Task to carry out
Continue the notebook excerpt on merging data in chunks from the point where it stops.

— start Source excerpt —

The code below is all commented to avoid being run when running the full script. Take off comments on code lines, if you want to experiment.

I tried in a machine of 8GB RAM total, around 2GB available, and it worked. Took more than 40 minutes, and generated a csv file with a total size of 22.7GB. Not useful, I'll proceed with the merge using the pickle file with 70% slice of the ordered items.

In [32]:
# Define the chunk size
# Adjustable based on available memory

"""chunk_size = 10000"""

'chunk_size = 10000'

In [33]:
# Create an iterator over orders_products dataframe

"""num_rows = len(df_orders_products_merged)"""

'num_rows = len(df_orders_products_merged)'

In [34]:
#create an empty dataframe just for the definition of the columns and write it to a new csv file

"""
df_result = pd.DataFrame(columns=(df_orders_products_merged.columns.append(df_customers.columns)).unique())
df_result.to_csv(os.path.join(data_path, '2 Prepared Data', "orders_products_customers.csv"),index_label=False)
"""

— end Source excerpt —
— start Supplied data —

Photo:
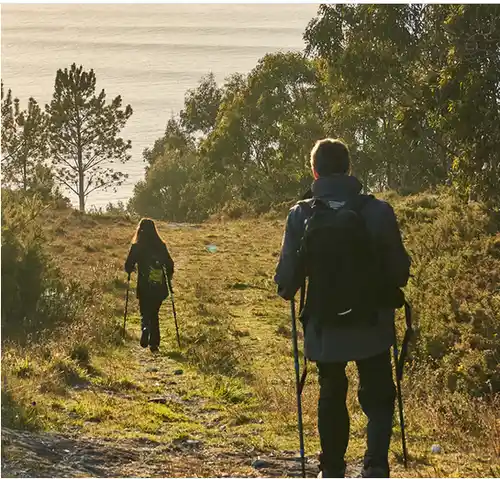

— end Supplied data —

Answer for the task
'\ndf_result = pd.DataFrame(columns=(df_orders_products_merged.columns.append(df_customers.columns)).unique())\ndf_result.to_csv(os.path.join(data_path, \'2 Prepared Data\', "orders_products_customers.csv"),index_label=False)\n'

In [35]:
"""

for i in range(0, num_rows, chunk_size):
    # Get the chunk
    df_chunk = df_orders_products_merged.iloc[i:i+chunk_size]

    # Perform the merge (adjust how="inner"/"outer"/"left"/"right" as needed)
    df_merged_chunk = pd.merge(df_chunk, df_customers, on="user_id", how="inner")

    # Write to CSV, appending after the first chunk
    df_merged_chunk.to_csv(os.path.join(data_path, '2 Prepared Data', 'orders_products_customers.csv'), mode='a', header=False, index=False)

"""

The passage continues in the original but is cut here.